# Data entries:
==============================
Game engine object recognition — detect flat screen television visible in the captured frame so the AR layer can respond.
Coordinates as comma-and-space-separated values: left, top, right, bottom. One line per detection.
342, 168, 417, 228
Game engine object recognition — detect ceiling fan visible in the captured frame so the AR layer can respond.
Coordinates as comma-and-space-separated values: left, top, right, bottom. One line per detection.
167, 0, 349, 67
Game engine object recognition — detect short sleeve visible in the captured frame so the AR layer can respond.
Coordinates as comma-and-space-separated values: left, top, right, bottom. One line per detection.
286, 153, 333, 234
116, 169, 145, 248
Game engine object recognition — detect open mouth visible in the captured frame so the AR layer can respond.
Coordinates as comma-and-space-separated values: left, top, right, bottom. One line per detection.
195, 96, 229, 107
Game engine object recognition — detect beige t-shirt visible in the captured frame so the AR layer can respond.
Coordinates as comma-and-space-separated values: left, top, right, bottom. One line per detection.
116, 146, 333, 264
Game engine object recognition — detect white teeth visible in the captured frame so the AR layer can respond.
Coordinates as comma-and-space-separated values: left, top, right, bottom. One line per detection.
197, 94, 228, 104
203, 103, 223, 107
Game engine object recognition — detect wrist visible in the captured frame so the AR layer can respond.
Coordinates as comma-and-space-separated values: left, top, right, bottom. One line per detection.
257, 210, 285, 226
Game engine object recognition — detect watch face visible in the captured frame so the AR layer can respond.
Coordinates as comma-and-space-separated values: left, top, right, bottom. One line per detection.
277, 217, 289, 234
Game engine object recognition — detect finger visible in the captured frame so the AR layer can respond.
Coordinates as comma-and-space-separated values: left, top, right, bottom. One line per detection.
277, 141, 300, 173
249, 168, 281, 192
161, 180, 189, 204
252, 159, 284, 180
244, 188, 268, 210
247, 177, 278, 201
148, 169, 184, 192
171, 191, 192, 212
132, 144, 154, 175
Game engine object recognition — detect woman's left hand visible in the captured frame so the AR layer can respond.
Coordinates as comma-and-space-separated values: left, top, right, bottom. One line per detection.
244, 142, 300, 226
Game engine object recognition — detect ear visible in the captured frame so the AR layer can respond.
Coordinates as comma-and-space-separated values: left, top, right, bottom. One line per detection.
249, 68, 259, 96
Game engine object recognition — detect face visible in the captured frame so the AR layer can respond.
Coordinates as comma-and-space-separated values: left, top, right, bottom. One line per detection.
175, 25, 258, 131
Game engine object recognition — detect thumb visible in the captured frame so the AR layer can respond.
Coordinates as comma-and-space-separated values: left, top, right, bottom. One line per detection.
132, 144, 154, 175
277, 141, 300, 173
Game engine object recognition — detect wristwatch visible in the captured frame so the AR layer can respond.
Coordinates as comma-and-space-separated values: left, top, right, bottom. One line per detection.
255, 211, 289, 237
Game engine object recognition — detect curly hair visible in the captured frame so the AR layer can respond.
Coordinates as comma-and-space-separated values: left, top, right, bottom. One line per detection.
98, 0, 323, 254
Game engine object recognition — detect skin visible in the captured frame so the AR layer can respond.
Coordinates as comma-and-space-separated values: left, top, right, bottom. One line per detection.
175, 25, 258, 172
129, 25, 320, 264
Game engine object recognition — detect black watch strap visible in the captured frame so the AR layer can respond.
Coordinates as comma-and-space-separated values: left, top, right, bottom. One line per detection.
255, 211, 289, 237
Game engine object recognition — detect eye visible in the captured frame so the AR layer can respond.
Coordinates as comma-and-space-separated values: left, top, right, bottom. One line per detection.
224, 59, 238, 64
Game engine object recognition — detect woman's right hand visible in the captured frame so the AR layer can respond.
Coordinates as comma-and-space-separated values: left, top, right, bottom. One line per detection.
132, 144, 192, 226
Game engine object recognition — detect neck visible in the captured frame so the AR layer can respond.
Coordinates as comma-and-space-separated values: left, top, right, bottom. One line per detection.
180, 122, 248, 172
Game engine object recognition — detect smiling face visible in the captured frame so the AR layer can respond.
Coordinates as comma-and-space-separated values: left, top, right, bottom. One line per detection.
==============================
# What to work on:
Repeat every entry above, word for word.

# Task solution:
Game engine object recognition — detect flat screen television visible in the captured frame so the AR layer can respond.
Coordinates as comma-and-space-separated values: left, top, right, bottom. One line per detection.
342, 168, 417, 228
Game engine object recognition — detect ceiling fan visible in the captured frame so the AR layer can respond.
Coordinates as comma-and-space-separated values: left, top, right, bottom. One line per detection.
167, 0, 349, 67
Game engine object recognition — detect short sleeve visible in the captured frame so the AR layer can respond.
Coordinates as comma-and-space-separated values: left, top, right, bottom. One line per detection.
286, 153, 333, 234
116, 169, 145, 248
Game engine object recognition — detect open mouth visible in the captured frame so the AR layer can respond.
Coordinates as comma-and-space-separated values: left, top, right, bottom. One line per detection.
195, 96, 229, 107
Game engine object recognition — detect beige t-shirt visible in the captured frame so the AR layer can respond.
Coordinates as comma-and-space-separated values: left, top, right, bottom. One line per detection.
116, 146, 333, 264
Game engine object recognition — detect white teeth visible in the captured frame so the AR layer can respond.
Coordinates as comma-and-space-separated values: left, top, right, bottom. One line per detection.
197, 94, 228, 104
203, 103, 223, 107
Game engine object recognition — detect wrist visible in the captured frame so the AR layer can respond.
Coordinates as comma-and-space-separated values: left, top, right, bottom. One line per detection.
257, 210, 285, 226
Game engine object recognition — detect watch face visible in the captured frame so the AR layer can respond.
Coordinates as comma-and-space-separated values: left, top, right, bottom. One line per detection.
277, 217, 289, 234
Game engine object recognition — detect finger visible in the captured frame so the AR layer can respond.
Coordinates as comma-and-space-separated values: left, top, right, bottom. One line per detection.
277, 141, 300, 173
249, 168, 281, 192
161, 180, 189, 204
252, 159, 284, 180
244, 188, 268, 210
247, 177, 278, 201
148, 169, 184, 192
171, 191, 192, 212
132, 144, 154, 175
Game engine object recognition — detect woman's left hand visible in the captured frame so the AR layer can respond.
Coordinates as comma-and-space-separated values: left, top, right, bottom. One line per detection.
244, 142, 300, 226
Game engine object recognition — detect ear visible in the captured frame so the AR layer can respond.
Coordinates as comma-and-space-separated values: left, top, right, bottom. One line per detection.
249, 68, 259, 96
Game engine object recognition — detect face visible in the captured frame so the AR layer can respond.
Coordinates as comma-and-space-separated values: left, top, right, bottom. One line per detection.
175, 25, 258, 131
Game engine object recognition — detect thumb visible in the captured frame so the AR layer can respond.
Coordinates as comma-and-space-separated values: left, top, right, bottom. One line per detection.
132, 144, 154, 175
277, 141, 300, 173
Game engine object recognition — detect wristwatch visible in the captured frame so the AR layer can respond.
Coordinates as comma-and-space-separated values: left, top, right, bottom. One line per detection.
255, 211, 289, 237
Game engine object recognition — detect curly hair visible in the captured frame so the AR layer can respond.
Coordinates as comma-and-space-separated values: left, top, right, bottom. One line per detection.
98, 0, 323, 254
Game engine object recognition — detect skin visible in the captured frame so the AR layer can respond.
Coordinates as comma-and-space-separated values: left, top, right, bottom. One line per detection.
175, 25, 258, 172
129, 25, 320, 264
Game engine object recognition — detect black watch strap visible in the captured frame so the AR layer can respond.
Coordinates as comma-and-space-separated values: left, top, right, bottom. One line per detection.
255, 211, 289, 237
Game engine object recognition — detect eye visible in the captured frame so the AR layer can respond.
Coordinates as comma-and-space-separated values: left, top, right, bottom. One line per detection.
224, 59, 238, 64
Game engine object recognition — detect woman's right hand visible in the captured frame so the AR layer can respond.
Coordinates as comma-and-space-separated values: left, top, right, bottom. One line per detection.
132, 144, 192, 226
Game engine object recognition — detect neck visible in the captured frame so the AR layer can respond.
Coordinates as comma-and-space-separated values: left, top, right, bottom. One line per detection.
180, 122, 248, 172
Game engine object recognition — detect smiling face visible in the captured frame so the AR layer can respond.
Coordinates as comma-and-space-separated values: left, top, right, bottom. One line per detection.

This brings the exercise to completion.